- TEXT SEGMENT -
━━━
By aiming at the high quality, controlled dosage, pharma, market HUGE is positioning itself to add much more value to its product. “There are over 200 compounds in cannabis. Literally billions of possible combinations,” said Durkacz. “Creating entourage combinations is what creates medicine and we are at the forefront of that medicine research. Looking ahead we see the greenhouse, outdoor recreational market as a race to zero. Pharma is going to be bigger than recreational, a lot bigger.”

Recreational marijuana in the US has become, more or less, a commodity. Branding (which is largely prohibited in Canada) and the tremendous growth of the edibles market (which will not be legal in Canada for at least a year) has masked the fact that the wholesale price of outdoor and greenhouse marijuana has been in steep decline almost entirely because of oversupply of the product. FSD Pharma wants to avoid its products from falling into the commodity trap.

“You have to have very well controlled, high-grade cannabis for medical purposes,” said Durkacz. “Which means indoor hydroponic.”

With hydroponically grown, indoor, marijuana growing conditions, nutrients, light, seed stock and pest and fungus control are all carefully calibrated, known, quantities. Essentially, FSD Pharma will be producing pharmaceutical grade cannabis from the beginning. Which will mean it will command top dollar for its products but also, as the result of research agreements, the company will be accumulating intellectual property in the form of patents for particular medicines.

FSD Pharma has a number of other advantages. As Durkacz points out, its Cobourg, Ontario facility is an hour away from Toronto, Canada which reduces transportation costs and puts it closer to its customers and its workforce.

HUGE has also got the advantage that it has worked out an agreement with Auxly, a publicly traded marijuana streaming company, to build out the actual facility. “Auxly was founded by the people who founded the Canopy Growth Hersey plant indoor grow operation. “Right now they are at our site building. We already have a 25,000 square foot grow facility which HUGE owns outright and they are building an additional approx. 220,000 square feet,” said Durkacz. “Auxly is paying for the build. We will operate the facility. The way the deal works is that we recover all the costs of growing the crop plus a 10% “kiss” and then we split the actual crop 50.1% for FSD and 49.9% for Auxly. Frankly, Auxly knows a lot more about building this sort of facility than we do.”

HUGE has taken a bit of flack for the sheer size of its initial public offering: 1.3 billion shares. Why so many? “That many shares means we have a lot of shareholders and we trade a lot of shares. We broke a record of over a billion shares traded on consecutive days of trading on the Canadian Securities Exchange,” said Durkacz. “We go down less in bad markets and up more in good markets. Which is very good for the retail perception of the stock.”

The company has also been criticized for having an A share, B share structure where only the A shares have control. “Ultimately the A shares are controlled by three people, our President Thomas Faithful, our co-founding Executive Vice President, Zeeshan Saeed and myself. We also hold a lot of the B shares. Our interests are very much aligned with the B shareholders. With this sort of control, we can make decisions very quickly. We know that there is going to be a flurry of M&A activity in the industry. We want to be ready and we are.”
━━━
- STUDY MATERIAL -

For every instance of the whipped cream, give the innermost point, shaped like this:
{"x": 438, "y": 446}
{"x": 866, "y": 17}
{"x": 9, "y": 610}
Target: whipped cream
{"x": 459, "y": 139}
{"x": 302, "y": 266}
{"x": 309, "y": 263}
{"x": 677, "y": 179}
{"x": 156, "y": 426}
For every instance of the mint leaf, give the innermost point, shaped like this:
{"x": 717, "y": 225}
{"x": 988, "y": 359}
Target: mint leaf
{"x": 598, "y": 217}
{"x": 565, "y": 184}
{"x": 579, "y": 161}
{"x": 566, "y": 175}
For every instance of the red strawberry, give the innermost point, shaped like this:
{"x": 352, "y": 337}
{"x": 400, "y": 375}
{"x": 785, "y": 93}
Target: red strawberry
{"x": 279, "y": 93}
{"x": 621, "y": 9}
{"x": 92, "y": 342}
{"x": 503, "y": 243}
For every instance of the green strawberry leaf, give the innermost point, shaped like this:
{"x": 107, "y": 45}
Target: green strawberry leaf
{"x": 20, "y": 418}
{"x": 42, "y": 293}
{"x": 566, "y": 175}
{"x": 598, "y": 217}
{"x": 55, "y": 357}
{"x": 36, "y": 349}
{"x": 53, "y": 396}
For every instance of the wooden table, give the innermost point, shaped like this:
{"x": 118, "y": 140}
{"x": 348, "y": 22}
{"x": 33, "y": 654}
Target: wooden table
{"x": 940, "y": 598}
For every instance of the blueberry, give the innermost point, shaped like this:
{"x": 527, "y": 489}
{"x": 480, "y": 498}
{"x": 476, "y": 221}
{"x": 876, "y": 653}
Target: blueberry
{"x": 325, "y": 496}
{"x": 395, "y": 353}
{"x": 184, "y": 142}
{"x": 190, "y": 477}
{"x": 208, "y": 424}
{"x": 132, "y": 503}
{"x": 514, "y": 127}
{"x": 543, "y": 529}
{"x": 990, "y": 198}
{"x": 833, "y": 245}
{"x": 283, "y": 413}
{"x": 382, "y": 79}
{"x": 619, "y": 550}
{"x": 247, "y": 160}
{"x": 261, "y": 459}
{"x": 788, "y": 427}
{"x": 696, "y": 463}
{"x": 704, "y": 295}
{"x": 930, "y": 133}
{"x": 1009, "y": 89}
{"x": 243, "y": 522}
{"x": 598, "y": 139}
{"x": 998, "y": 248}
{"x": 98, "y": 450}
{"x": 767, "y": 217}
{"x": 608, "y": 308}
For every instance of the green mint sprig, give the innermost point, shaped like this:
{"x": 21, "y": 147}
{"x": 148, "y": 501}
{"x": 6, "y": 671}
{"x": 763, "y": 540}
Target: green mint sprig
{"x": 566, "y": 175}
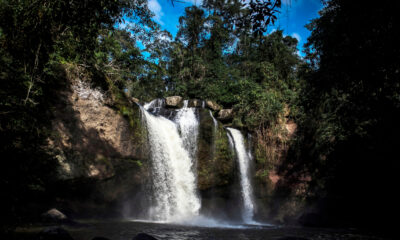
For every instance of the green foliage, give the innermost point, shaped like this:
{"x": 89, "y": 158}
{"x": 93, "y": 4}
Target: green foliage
{"x": 36, "y": 38}
{"x": 349, "y": 132}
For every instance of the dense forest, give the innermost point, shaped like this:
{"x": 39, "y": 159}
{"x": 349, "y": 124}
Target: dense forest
{"x": 344, "y": 94}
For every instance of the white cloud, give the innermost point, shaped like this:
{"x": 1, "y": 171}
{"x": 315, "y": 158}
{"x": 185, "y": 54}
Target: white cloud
{"x": 155, "y": 7}
{"x": 297, "y": 36}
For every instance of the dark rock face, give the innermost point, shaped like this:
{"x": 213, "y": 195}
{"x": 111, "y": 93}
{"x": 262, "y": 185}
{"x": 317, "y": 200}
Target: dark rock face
{"x": 144, "y": 236}
{"x": 100, "y": 238}
{"x": 292, "y": 238}
{"x": 54, "y": 233}
{"x": 195, "y": 103}
{"x": 53, "y": 215}
{"x": 225, "y": 114}
{"x": 174, "y": 101}
{"x": 312, "y": 220}
{"x": 213, "y": 105}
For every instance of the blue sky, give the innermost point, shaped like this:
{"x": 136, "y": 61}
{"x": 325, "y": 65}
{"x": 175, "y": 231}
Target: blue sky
{"x": 294, "y": 15}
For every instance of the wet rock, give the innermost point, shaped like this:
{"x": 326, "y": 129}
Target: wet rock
{"x": 54, "y": 215}
{"x": 195, "y": 103}
{"x": 144, "y": 236}
{"x": 135, "y": 100}
{"x": 292, "y": 238}
{"x": 174, "y": 101}
{"x": 225, "y": 114}
{"x": 213, "y": 105}
{"x": 311, "y": 220}
{"x": 54, "y": 233}
{"x": 100, "y": 238}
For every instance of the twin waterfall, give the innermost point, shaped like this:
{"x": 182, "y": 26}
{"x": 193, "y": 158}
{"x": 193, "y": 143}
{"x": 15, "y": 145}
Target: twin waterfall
{"x": 172, "y": 137}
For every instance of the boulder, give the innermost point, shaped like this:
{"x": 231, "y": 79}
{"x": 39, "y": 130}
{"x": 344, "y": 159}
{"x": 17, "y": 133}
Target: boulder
{"x": 213, "y": 105}
{"x": 54, "y": 215}
{"x": 54, "y": 233}
{"x": 311, "y": 220}
{"x": 292, "y": 238}
{"x": 144, "y": 236}
{"x": 174, "y": 101}
{"x": 225, "y": 114}
{"x": 135, "y": 100}
{"x": 195, "y": 103}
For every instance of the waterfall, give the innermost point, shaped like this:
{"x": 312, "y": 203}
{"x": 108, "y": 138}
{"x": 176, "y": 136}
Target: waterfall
{"x": 174, "y": 187}
{"x": 214, "y": 120}
{"x": 237, "y": 142}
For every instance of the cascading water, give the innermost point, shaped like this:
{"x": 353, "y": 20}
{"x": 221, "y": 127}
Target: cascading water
{"x": 174, "y": 182}
{"x": 237, "y": 142}
{"x": 214, "y": 121}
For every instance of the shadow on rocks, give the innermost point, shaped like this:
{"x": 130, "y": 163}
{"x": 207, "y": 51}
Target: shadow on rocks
{"x": 144, "y": 236}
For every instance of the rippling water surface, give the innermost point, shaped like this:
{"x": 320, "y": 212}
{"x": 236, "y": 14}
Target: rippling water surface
{"x": 126, "y": 230}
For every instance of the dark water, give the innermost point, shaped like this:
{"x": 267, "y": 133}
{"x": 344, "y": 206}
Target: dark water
{"x": 126, "y": 230}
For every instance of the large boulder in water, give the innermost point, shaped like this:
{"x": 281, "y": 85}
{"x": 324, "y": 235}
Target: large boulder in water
{"x": 225, "y": 114}
{"x": 54, "y": 233}
{"x": 213, "y": 105}
{"x": 195, "y": 103}
{"x": 174, "y": 101}
{"x": 144, "y": 236}
{"x": 54, "y": 215}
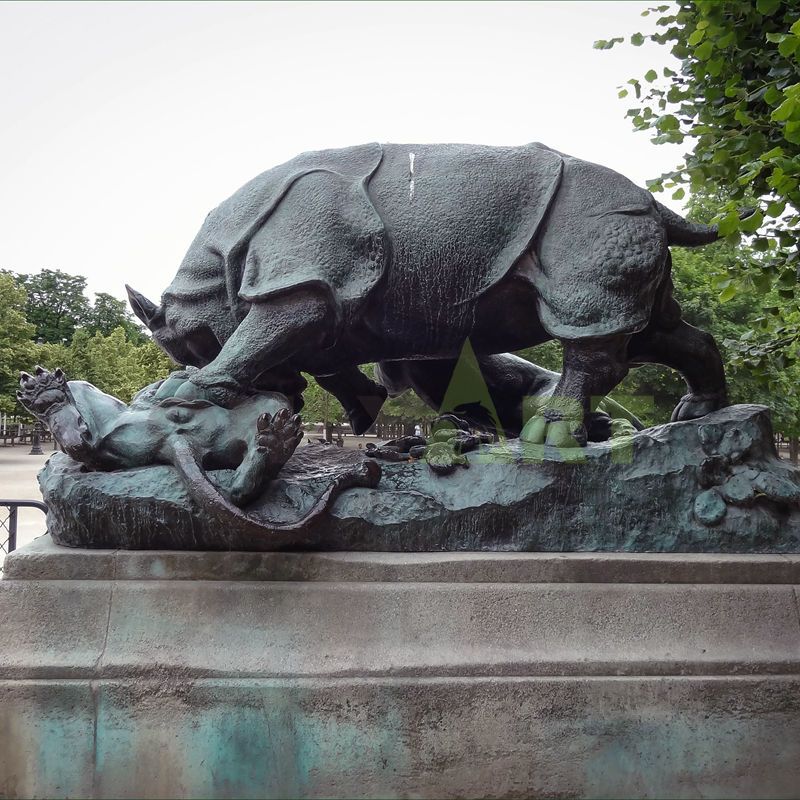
━━━
- PROBLEM DETAILS -
According to the text on FSD Pharma, which three people ultimately control the A shares?

- TASK ANSWER -
Thomas Faithful (President), Zeeshan Saeed (co-founding Executive Vice President), and Durkacz